━━ RAW DATA ━━

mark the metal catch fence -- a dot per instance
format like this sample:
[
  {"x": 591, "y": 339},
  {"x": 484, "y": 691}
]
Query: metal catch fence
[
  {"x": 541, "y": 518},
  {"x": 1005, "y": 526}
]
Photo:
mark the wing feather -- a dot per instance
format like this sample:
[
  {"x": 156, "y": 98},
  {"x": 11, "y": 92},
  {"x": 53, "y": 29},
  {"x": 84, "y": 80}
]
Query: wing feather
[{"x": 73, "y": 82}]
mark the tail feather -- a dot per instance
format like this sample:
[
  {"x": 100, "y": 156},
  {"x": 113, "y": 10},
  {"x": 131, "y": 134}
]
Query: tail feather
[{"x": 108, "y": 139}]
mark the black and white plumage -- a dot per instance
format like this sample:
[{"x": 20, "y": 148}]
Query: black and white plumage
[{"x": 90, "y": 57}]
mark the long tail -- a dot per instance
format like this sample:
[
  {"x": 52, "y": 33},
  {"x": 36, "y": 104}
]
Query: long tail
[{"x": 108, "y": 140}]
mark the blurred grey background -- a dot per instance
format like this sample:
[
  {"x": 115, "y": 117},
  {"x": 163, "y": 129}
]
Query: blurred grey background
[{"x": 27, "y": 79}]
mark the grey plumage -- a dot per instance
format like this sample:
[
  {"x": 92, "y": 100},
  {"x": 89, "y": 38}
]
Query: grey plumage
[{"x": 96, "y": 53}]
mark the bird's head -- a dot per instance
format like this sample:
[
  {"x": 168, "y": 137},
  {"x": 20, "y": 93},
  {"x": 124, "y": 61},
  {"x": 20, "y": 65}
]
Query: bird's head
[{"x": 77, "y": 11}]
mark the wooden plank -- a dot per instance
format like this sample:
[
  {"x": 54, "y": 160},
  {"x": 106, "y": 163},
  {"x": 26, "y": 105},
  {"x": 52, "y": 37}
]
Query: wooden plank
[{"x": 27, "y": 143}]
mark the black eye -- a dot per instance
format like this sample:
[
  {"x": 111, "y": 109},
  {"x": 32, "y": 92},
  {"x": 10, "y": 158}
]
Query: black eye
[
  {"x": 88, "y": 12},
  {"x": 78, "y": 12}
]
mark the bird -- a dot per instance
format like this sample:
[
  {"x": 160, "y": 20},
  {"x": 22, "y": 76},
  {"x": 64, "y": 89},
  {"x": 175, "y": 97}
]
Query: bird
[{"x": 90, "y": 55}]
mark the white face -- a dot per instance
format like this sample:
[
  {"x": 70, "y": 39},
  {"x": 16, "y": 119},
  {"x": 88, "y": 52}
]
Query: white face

━━━

*TASK BRIEF*.
Reproduce the lines word for word, starting at the one holding "mark the black and" and ending at the final line of the material above.

*EXERCISE RESPONSE*.
mark the black and white plumage -- a dot per instance
format like this sample:
[{"x": 20, "y": 148}]
Query: black and white plumage
[{"x": 90, "y": 57}]
mark the long tail -- a dot per instance
format like this sample:
[
  {"x": 52, "y": 33},
  {"x": 36, "y": 104}
]
Query: long tail
[{"x": 108, "y": 140}]
mark the blurred grey background -- a dot per instance
format like this sample:
[
  {"x": 115, "y": 117},
  {"x": 163, "y": 129}
]
Query: blurred grey background
[{"x": 27, "y": 79}]
mark the grey plumage -- a dot per instance
format like this sample:
[
  {"x": 92, "y": 100},
  {"x": 89, "y": 38}
]
Query: grey plumage
[{"x": 96, "y": 53}]
mark the bird's head -- a dot per instance
format like this sample:
[
  {"x": 168, "y": 137},
  {"x": 20, "y": 93},
  {"x": 124, "y": 61},
  {"x": 20, "y": 65}
]
Query: bird's head
[{"x": 77, "y": 11}]
mark the wooden plank -- a dot per instance
format like this sample:
[
  {"x": 54, "y": 160},
  {"x": 106, "y": 163},
  {"x": 26, "y": 105},
  {"x": 52, "y": 37}
]
Query: wooden plank
[{"x": 27, "y": 143}]
mark the black eye -- a dot per instance
format like this sample:
[
  {"x": 111, "y": 109},
  {"x": 32, "y": 92},
  {"x": 10, "y": 158}
]
Query: black eye
[
  {"x": 88, "y": 12},
  {"x": 78, "y": 12}
]
mark the bird -- a dot per instance
format like this sample:
[
  {"x": 160, "y": 20},
  {"x": 22, "y": 76},
  {"x": 64, "y": 89},
  {"x": 175, "y": 97}
]
Query: bird
[{"x": 90, "y": 55}]
mark the white face -- a dot per instance
format like this sample:
[
  {"x": 70, "y": 39},
  {"x": 16, "y": 119},
  {"x": 88, "y": 52}
]
Query: white face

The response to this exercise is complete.